-- Given information --
_ _ _ _ _
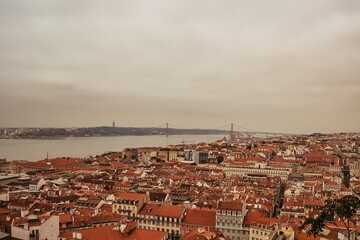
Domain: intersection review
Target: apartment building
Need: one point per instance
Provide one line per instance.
(229, 219)
(129, 203)
(161, 218)
(34, 227)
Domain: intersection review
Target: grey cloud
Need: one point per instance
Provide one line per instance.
(266, 65)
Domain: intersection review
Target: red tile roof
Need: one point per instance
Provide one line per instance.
(110, 232)
(174, 211)
(200, 217)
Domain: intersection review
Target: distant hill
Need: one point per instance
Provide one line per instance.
(110, 131)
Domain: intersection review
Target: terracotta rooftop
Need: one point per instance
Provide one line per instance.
(110, 232)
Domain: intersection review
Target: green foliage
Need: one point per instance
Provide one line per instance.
_ _ _ _ _
-- Task details --
Using the records above, output exactly the lines from the one containing "Target: terracotta rooftop" through the last line, and no others.

-- Solution --
Target: terracotta rooftop
Need: one point per instance
Provide one line per instance.
(110, 232)
Domain: intersection review
Target: green foliage
Need: one point per instance
Provide one line per instance.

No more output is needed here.